> **PROBLEM DETAILS**: In the data below, copy out word for word the part that opens with the line containing "Q: For every instance of the white bowl" and closes with the line containing "[(195, 62), (14, 60)]", including both of those lines.

"""

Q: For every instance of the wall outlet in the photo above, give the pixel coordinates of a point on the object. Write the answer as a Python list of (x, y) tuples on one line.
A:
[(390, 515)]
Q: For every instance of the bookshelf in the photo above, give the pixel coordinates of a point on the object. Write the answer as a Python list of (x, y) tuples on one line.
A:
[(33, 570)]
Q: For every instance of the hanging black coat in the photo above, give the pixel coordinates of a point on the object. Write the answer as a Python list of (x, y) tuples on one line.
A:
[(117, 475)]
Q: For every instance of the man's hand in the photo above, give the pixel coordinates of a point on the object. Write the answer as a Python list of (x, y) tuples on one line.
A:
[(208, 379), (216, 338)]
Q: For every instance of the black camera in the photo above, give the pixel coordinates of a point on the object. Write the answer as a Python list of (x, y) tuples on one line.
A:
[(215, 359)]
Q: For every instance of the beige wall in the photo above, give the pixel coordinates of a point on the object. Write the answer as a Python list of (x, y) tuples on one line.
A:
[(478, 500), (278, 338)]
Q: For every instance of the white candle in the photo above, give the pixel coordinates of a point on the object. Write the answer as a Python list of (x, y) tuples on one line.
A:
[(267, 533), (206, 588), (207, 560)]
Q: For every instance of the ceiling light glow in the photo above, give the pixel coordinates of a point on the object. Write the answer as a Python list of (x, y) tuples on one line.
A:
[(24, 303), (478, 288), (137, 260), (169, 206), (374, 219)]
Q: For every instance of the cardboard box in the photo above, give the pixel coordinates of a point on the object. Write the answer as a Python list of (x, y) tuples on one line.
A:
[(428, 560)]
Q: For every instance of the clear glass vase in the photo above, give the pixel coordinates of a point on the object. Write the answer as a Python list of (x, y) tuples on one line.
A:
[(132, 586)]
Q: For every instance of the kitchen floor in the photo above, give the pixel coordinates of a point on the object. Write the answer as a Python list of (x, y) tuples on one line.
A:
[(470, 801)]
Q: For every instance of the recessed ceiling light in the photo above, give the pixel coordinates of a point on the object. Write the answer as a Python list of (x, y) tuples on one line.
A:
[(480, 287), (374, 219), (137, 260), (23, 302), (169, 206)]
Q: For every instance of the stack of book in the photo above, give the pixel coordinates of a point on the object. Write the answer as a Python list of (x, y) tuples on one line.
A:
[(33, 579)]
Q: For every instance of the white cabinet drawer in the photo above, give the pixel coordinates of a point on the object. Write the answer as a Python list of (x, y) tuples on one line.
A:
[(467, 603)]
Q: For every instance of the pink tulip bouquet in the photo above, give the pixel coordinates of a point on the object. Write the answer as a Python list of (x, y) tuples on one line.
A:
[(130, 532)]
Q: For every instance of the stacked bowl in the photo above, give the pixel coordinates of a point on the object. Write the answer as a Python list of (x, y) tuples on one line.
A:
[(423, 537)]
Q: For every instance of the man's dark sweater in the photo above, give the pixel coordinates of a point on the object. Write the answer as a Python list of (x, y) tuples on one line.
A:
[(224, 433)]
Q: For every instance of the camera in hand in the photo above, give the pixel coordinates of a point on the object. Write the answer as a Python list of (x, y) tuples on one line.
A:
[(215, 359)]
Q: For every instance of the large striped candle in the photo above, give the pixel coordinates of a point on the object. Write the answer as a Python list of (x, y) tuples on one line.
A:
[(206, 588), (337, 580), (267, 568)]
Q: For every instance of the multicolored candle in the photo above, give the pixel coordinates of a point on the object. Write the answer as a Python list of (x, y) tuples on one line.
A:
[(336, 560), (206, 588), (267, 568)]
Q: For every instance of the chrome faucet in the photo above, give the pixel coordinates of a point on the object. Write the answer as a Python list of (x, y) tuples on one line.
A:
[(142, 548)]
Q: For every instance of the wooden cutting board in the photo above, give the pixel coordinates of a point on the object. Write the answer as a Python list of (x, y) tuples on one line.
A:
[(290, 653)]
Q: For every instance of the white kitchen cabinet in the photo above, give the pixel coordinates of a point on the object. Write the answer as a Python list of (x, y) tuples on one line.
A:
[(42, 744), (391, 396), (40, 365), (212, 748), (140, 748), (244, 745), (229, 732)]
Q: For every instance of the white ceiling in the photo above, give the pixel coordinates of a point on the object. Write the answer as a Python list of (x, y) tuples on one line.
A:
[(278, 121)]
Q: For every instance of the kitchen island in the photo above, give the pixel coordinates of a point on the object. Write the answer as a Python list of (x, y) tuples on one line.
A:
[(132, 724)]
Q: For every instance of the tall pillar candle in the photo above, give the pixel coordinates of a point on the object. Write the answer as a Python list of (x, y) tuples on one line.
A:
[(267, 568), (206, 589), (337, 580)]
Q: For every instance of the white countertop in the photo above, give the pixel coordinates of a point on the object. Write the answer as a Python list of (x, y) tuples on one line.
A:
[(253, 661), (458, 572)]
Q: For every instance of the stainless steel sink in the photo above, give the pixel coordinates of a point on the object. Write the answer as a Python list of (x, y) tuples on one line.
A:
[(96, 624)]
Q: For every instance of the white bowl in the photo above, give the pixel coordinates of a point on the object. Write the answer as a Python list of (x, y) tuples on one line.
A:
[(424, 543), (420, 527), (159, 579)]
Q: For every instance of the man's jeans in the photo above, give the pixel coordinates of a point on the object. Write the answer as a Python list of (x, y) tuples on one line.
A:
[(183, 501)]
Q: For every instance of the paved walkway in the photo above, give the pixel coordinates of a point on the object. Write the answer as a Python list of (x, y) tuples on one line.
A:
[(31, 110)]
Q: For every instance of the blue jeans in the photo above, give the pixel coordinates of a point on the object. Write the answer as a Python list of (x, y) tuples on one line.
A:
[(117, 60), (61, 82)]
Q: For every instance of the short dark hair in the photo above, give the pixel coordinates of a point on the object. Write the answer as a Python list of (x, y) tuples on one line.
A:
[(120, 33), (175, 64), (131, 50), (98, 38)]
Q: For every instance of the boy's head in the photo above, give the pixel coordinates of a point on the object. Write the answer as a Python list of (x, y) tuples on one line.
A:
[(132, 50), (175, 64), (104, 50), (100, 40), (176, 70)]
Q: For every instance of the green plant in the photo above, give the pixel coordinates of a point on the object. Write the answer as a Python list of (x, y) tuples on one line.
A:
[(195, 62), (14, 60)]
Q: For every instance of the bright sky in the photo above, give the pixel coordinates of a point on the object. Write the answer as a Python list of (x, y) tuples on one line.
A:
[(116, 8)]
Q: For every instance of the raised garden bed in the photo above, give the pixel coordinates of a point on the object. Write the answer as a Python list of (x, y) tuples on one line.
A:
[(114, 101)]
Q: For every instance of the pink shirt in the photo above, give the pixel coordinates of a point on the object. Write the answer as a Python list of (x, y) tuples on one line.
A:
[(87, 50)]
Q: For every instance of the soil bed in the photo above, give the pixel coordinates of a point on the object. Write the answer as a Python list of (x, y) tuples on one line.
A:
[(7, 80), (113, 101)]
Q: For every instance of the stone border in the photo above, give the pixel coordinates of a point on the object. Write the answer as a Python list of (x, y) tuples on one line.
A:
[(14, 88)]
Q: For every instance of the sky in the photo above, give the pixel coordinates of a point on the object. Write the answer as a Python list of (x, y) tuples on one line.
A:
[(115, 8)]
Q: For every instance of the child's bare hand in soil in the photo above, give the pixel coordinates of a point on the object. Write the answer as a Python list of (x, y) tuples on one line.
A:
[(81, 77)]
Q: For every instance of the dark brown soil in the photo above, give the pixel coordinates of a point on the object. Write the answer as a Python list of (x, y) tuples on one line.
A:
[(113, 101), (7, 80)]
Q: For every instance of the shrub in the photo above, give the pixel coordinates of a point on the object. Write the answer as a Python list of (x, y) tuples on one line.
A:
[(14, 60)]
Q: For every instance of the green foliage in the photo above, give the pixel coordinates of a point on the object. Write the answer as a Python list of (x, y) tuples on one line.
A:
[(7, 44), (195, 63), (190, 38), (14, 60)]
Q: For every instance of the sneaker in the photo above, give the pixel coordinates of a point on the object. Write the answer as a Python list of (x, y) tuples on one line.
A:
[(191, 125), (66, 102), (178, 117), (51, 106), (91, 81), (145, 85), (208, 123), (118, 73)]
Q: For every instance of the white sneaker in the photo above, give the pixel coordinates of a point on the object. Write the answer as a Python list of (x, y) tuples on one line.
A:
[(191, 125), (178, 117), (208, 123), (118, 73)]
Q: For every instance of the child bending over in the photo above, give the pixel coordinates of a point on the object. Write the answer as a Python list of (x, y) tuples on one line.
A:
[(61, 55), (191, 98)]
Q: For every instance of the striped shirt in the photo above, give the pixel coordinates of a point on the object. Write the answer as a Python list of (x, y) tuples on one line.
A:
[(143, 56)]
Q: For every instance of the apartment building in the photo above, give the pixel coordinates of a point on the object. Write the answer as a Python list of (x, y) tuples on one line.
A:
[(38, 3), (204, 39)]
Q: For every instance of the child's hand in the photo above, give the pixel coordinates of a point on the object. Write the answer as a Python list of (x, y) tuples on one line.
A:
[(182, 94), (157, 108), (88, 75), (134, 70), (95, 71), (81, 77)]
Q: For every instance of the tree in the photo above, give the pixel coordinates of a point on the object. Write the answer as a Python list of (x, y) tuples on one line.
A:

"""

> **PROBLEM SOLUTION**:
Q: For every instance of the white bowl in the photo above, give the pixel coordinates of a point on the object. Write the answer as a Python list of (x, y) tuples on one line.
A:
[(424, 543), (420, 527), (159, 579)]
Q: For every instance of the man's jeans in the photo above, give the pixel coordinates of a point on the object. Write the answer as a Python list of (x, y) tuples on one line.
A:
[(183, 501)]
Q: For every instance of the paved walkway in the photo above, give the pixel coordinates of a point on the object. Write the answer as a Python list of (x, y) tuples on one line.
A:
[(31, 110)]
Q: For every instance of the blue jeans in the photo above, give the pixel coordinates of a point on the object. Write the answer as a Python list of (x, y) tuples on one line.
A:
[(117, 60), (61, 82)]
Q: For every instance of the short dark hair in the photo above, give the pixel coordinates of a point on the object. Write the answer as a Python list of (x, y) tuples on one line.
A:
[(120, 33), (175, 64), (131, 50), (98, 38)]
Q: For every instance of the boy's head in the photo above, give the pixel coordinates of a point on the object. Write the answer as a Python list of (x, y) tuples on one line.
A:
[(132, 50), (175, 64), (104, 50), (100, 40), (176, 70)]
Q: For every instance of the green plant in the photo above, give the pixel coordinates of a point on the object. Write the answer as a Python list of (x, y) tuples on one line.
A:
[(195, 62), (14, 60)]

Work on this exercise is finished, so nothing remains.